**Task prompt**
Reproduce the material below line for line, keeping every character unchanged.

= = =

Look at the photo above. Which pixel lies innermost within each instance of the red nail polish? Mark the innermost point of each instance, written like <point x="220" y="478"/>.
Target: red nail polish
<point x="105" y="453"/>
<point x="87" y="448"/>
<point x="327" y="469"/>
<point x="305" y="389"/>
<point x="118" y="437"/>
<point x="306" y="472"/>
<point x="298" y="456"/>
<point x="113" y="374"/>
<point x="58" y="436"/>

= = =

**Written response**
Look at the photo above. Which pixel lies innermost within each instance of the red nail polish? Mark the innermost point of each instance, written like <point x="220" y="478"/>.
Target: red nail polish
<point x="105" y="453"/>
<point x="87" y="448"/>
<point x="327" y="469"/>
<point x="305" y="389"/>
<point x="118" y="437"/>
<point x="306" y="472"/>
<point x="298" y="456"/>
<point x="113" y="374"/>
<point x="58" y="436"/>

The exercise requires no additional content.